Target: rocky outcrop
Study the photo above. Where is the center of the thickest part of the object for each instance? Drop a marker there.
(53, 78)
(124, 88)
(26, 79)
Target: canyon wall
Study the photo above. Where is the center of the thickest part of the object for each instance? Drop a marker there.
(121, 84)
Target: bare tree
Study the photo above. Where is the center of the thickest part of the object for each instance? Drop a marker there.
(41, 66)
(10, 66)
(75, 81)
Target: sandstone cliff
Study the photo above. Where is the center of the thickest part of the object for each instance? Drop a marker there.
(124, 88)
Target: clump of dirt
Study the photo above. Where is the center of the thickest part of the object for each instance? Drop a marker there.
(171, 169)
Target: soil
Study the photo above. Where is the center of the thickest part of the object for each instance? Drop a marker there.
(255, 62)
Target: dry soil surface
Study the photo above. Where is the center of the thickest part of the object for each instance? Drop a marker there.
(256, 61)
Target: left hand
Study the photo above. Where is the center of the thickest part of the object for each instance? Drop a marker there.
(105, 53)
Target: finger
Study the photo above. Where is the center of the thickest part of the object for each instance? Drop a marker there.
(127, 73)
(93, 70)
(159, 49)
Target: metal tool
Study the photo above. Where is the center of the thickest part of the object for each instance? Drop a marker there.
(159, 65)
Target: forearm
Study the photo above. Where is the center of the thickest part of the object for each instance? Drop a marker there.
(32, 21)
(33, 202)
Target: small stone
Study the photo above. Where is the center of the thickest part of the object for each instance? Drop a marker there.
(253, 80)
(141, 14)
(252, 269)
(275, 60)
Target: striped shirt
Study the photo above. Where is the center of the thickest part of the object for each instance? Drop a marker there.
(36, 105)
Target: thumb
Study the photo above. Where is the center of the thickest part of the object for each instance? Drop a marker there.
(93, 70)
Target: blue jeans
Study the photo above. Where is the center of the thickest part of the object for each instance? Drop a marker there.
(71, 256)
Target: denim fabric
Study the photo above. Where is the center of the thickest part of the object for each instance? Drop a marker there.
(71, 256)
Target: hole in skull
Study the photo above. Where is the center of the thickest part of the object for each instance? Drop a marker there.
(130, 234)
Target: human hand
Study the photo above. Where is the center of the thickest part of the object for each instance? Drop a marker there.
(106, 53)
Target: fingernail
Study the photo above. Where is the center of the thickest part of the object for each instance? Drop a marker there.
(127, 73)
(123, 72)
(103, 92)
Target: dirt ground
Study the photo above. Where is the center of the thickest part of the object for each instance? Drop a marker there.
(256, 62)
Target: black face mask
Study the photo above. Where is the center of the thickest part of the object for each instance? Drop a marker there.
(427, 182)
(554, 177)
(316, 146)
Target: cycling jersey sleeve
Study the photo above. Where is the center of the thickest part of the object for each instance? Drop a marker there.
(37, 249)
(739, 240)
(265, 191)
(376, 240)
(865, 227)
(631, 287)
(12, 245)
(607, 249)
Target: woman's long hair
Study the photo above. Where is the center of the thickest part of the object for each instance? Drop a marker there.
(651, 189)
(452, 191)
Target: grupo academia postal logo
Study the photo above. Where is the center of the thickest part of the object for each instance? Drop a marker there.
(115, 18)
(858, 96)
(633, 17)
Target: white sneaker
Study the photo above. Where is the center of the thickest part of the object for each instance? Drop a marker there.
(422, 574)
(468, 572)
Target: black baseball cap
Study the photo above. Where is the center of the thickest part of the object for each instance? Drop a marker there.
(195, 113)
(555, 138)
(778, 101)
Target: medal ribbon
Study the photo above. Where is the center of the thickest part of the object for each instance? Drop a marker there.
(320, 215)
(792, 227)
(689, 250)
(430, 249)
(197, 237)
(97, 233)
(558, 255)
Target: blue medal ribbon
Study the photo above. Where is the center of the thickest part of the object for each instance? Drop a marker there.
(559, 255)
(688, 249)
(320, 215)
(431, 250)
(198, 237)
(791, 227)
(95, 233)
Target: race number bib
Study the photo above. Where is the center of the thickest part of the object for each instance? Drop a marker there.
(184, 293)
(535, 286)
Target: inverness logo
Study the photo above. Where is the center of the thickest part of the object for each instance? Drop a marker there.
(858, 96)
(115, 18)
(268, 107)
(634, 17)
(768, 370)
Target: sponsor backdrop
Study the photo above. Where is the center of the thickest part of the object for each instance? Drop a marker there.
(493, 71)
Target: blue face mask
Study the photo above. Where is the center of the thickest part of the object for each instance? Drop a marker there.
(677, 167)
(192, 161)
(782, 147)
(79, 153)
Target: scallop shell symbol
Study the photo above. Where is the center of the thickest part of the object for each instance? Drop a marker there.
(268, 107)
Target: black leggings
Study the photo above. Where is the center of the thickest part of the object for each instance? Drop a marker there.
____________
**Aim**
Please extract every one of the rows above and reproduce each word for word, in the same order.

**Exercise solution**
Target: rocky outcrop
Study the photo above. Where is the center of the thickest part of the object for each instance? Drop a marker there.
(53, 78)
(124, 88)
(26, 79)
Target: canyon wall
Study the photo above. Where is the center of the thickest part of the object for each instance? Drop a marker there.
(121, 84)
Target: bare tree
Study the photo above. Where is the center of the thickest part of the object for each instance? Drop a marker there.
(41, 66)
(10, 66)
(75, 81)
Target: sandstone cliff
Study the photo above. Where is the center of the thickest part of the object for each instance? Drop a marker there.
(124, 88)
Target: clump of dirt
Study the photo above. Where is the center of the thickest part of the object for each instance? Drop a marker there.
(171, 169)
Target: soil
Study the photo above. Where is the center of the thickest part of the object for each instance? Drop a marker there.
(255, 62)
Target: dry soil surface
Study the photo above. Where is the center of the thickest part of the object for each instance? Drop a marker there.
(256, 61)
Target: left hand
Study the photo above. Where is the center of the thickest part of the object for each instance? Drop a marker there.
(105, 53)
Target: finger
Study the photo above. Where is the center of the thickest part of the object for each instance? Drop a marker there.
(127, 73)
(93, 70)
(159, 49)
Target: metal tool
Study the photo above. Where is the center of the thickest part of the object for each instance? Drop a marker there.
(159, 65)
Target: forearm
Study the photo above. Where is the center of the thickest part of the object for each instance? Drop a marker there.
(32, 21)
(33, 202)
Target: small stone
Study the photo above. Where is the center of the thickest part of the object for each instance? Drop a marker there.
(253, 80)
(141, 14)
(252, 269)
(275, 60)
Target: striped shirt
Study the photo above. Where is the center of the thickest part of the object for each instance? Drop a marker there.
(36, 105)
Target: thumb
Study the photo above. Where is the center of the thickest part of the object for each instance? Drop a marker there.
(93, 70)
Target: blue jeans
Study the photo above. Where is the center of the thickest part of the object for each instance? Drop a marker there.
(71, 256)
Target: denim fabric
Study the photo above. Where is the center of the thickest part of the object for each instance? Drop a marker there.
(71, 256)
Target: hole in skull
Study the photo above. Where is the center of the thickest part of the object for each instance? Drop a marker there.
(130, 234)
Target: human hand
Study the photo above. Where is the center of the thickest part of the object for each instance? Drop a marker there.
(106, 53)
Target: fingernail
Study the photo above. Where is the center of the thickest part of the object for each instance? Drop a marker there.
(127, 73)
(123, 72)
(103, 92)
Target: dirt ground
Study the photo above. Where is the center of the thickest part of the object for each instance? Drop a marker there.
(256, 62)
Target: black face mask
Study the photo above. Where is the center of the thickest part of the object for each instance? Drop a marker there.
(427, 182)
(554, 177)
(316, 146)
Target: cycling jersey sleeve
Study the photo above. Where is the center of the thickest part of the object for each instance? Drop a marker there.
(37, 249)
(739, 240)
(265, 191)
(376, 240)
(865, 227)
(631, 287)
(12, 245)
(607, 249)
Target: woman's long hair
Study the photo above. Where is the center of the thickest part of the object for each instance? Drop a marker there.
(651, 189)
(452, 191)
Target: grupo academia postal logo
Study the photo above. Where is the center of the thickest part of the object for each instance? Drop a marker there.
(115, 18)
(858, 96)
(633, 17)
Target: white sneaker
Study the photo above. Where is the center of the thickest part of the object for each instance? Drop a marker there.
(422, 574)
(468, 572)
Target: black baseball cap
Study the photo above. Where is the center of the thickest part of the object for each instance? Drop a marker there.
(195, 113)
(555, 138)
(778, 101)
Target: medal ribbon
Study the photo above. Where is the center of the thickest part of the object for each instance? Drop a marker there.
(320, 215)
(792, 227)
(689, 250)
(430, 249)
(197, 237)
(97, 233)
(558, 255)
Target: blue medal ribbon
Study the photo above. Where is the center of the thickest part of the object for each instance? Drop a marker there.
(559, 255)
(688, 249)
(320, 215)
(431, 250)
(198, 237)
(791, 227)
(95, 233)
Target: race number bib
Study the photo above. Where is the center of the thickest part of the object for each instance? Drop a marker there.
(184, 293)
(535, 286)
Target: inverness logo
Study the photo above. Where is the center of the thickest part of the object for each instance? Drop a marker there.
(858, 96)
(115, 18)
(268, 107)
(634, 17)
(768, 370)
Target: sponsor backdrop
Study the photo above. Where is the center of the thickest part of the object for each instance? Drop a marker there.
(493, 71)
Target: blue face mask
Study the photo above. Where is the center of the thickest part of the object for each instance? Drop a marker there.
(677, 167)
(192, 161)
(782, 147)
(79, 153)
Target: scallop shell symbol
Study the photo above. Where is the center of the thickest part of the object for each instance? Drop a marker there.
(268, 107)
Target: black leggings
Study the photo above. Where is the center of the thickest part of the object for each instance? Drop a marker there.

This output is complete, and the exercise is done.